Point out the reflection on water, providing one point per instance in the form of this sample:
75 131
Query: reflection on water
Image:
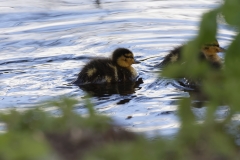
108 89
44 44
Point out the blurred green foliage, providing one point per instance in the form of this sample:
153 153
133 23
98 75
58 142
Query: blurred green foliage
36 134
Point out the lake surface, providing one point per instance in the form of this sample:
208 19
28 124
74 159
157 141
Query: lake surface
45 43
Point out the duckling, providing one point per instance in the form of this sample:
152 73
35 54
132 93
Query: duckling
118 68
208 53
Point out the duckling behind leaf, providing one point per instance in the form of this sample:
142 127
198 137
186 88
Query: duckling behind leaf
207 53
118 68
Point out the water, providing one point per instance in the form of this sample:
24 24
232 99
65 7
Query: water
45 43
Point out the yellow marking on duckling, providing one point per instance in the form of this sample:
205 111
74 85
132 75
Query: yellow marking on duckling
174 58
133 71
115 71
126 61
210 53
108 79
91 71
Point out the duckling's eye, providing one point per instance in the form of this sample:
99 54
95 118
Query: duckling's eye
128 56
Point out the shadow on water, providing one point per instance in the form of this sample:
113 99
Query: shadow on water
102 90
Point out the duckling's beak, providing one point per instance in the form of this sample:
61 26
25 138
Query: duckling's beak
222 49
136 61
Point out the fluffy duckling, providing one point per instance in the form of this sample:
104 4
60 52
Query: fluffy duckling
207 53
118 68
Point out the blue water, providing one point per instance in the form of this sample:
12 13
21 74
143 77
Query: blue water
44 44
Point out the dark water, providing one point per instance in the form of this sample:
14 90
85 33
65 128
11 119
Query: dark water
45 43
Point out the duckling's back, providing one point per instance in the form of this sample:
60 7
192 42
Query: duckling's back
103 71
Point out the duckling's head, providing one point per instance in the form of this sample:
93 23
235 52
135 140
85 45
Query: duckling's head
210 51
123 57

######

Repeat the listing above word for word, from the line containing "Point out the duckling's head, providing" through the final line of the listing, both included.

* [ANSWER TO THIS TASK]:
Point out the duckling's head, providing one point per instance in the form of this sample:
93 23
235 52
135 140
85 45
Query: duckling's head
210 51
123 57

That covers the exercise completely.